* [DATA FOR PROCESSING]:
= = = = =

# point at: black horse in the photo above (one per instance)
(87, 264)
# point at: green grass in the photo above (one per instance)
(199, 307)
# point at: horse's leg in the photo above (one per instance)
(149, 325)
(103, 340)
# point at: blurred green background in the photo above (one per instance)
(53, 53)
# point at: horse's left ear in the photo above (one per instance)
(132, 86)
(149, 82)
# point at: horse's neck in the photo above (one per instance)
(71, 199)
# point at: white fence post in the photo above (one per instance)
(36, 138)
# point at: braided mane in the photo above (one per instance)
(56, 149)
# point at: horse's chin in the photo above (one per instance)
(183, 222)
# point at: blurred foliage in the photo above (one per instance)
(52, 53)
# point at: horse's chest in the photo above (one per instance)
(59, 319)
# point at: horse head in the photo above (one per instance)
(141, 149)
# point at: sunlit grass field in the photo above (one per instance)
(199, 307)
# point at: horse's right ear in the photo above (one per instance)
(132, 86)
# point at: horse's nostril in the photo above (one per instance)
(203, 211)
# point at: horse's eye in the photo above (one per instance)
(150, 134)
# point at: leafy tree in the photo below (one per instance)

= = = = =

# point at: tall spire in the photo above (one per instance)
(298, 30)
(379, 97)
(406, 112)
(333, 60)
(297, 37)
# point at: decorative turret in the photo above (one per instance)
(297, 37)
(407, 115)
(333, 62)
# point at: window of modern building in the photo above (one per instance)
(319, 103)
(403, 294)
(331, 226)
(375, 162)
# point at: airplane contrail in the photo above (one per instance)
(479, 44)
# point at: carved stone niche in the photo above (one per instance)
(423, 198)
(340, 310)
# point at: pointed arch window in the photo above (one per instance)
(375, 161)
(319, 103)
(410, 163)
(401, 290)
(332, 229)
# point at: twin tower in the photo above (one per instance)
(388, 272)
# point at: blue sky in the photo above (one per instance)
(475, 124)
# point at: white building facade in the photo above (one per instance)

= = = = =

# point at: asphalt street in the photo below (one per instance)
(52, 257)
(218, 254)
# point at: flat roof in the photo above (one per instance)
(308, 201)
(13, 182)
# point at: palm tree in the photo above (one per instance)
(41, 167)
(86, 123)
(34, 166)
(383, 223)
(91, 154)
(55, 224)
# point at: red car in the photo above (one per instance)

= = = = =

* [WHAT IS NEEDED]: Locate each line in the data above that contains the string "building" and copy those lines in full.

* [ANSWER TO THIS TASK]:
# point at: window of modern building in the photo above (one per instance)
# point at: white building facade in the photo above (one per instance)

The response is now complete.